### Data for this exercise ###
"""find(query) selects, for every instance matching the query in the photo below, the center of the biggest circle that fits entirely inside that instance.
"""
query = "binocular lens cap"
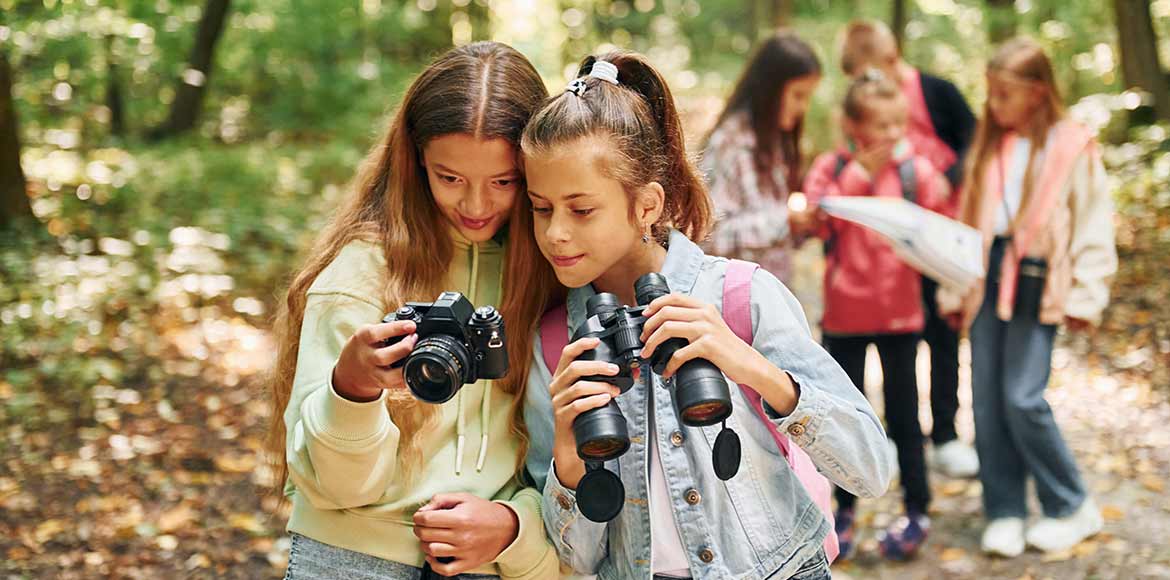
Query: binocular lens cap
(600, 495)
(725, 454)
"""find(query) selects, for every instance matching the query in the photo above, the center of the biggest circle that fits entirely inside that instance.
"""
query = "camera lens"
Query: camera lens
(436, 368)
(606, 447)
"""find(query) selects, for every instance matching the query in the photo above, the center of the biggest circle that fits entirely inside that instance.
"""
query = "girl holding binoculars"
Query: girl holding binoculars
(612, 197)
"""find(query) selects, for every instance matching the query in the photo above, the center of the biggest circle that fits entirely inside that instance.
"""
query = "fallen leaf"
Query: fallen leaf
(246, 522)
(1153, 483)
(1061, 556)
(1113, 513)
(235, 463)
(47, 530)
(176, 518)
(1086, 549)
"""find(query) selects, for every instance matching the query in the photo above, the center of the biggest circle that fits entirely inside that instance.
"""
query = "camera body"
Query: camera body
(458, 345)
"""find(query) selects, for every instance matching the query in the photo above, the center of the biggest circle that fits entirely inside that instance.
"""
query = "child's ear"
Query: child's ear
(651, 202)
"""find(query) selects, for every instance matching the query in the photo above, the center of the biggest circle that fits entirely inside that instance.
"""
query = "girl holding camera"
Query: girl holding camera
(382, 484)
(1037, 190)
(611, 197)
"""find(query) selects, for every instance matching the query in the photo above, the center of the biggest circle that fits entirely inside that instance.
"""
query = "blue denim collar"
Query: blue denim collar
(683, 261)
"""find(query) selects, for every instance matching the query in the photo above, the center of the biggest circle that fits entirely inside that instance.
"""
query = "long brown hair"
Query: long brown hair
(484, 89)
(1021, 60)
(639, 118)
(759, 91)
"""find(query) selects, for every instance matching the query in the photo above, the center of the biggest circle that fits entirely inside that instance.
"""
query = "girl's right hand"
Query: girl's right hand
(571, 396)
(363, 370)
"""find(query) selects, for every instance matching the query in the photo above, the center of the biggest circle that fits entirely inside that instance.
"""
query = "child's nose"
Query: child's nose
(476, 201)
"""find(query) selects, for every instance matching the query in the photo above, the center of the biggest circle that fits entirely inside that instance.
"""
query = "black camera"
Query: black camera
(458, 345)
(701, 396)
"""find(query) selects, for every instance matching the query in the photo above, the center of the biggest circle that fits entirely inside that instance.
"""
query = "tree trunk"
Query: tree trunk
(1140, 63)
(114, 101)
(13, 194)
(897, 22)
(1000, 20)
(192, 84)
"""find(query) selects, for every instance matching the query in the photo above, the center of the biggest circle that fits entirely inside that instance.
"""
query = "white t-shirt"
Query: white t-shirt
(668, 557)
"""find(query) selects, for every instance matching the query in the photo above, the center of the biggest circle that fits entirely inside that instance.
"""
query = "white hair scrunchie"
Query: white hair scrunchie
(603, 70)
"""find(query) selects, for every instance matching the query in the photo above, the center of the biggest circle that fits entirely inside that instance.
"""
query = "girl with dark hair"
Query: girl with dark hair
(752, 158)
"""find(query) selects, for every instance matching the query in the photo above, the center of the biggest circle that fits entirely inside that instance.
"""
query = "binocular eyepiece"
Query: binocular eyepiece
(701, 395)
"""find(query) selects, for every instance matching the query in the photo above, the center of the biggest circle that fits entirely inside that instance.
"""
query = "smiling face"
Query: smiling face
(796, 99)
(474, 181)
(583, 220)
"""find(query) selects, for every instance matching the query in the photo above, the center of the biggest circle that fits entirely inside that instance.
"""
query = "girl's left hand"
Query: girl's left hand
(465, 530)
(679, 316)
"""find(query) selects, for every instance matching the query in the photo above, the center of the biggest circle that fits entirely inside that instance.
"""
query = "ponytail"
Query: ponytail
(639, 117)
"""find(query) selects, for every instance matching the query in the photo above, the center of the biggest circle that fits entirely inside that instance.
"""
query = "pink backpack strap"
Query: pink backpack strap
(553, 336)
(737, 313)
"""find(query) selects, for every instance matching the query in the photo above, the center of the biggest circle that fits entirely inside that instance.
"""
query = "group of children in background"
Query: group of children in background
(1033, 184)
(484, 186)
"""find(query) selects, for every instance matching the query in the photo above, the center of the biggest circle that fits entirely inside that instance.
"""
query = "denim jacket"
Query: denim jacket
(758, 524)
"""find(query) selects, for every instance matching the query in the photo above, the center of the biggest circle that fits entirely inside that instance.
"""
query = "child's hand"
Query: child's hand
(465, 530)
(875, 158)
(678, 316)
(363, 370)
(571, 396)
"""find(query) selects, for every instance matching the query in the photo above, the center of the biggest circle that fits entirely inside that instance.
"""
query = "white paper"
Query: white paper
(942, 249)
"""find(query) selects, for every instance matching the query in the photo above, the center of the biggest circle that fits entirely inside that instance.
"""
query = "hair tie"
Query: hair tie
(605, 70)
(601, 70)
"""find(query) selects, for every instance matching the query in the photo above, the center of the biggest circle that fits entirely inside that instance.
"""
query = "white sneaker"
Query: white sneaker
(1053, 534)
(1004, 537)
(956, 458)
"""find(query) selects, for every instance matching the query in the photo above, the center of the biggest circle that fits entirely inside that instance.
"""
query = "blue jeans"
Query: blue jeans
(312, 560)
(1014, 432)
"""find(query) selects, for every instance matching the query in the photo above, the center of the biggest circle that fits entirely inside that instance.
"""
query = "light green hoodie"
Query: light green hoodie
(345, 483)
###
Work instructions: Gather every line of the items above that contains the string "brown", treating uppercase and lowercase letters as distinct.

Answer below:
query = "long brown hair"
Query: long brown hair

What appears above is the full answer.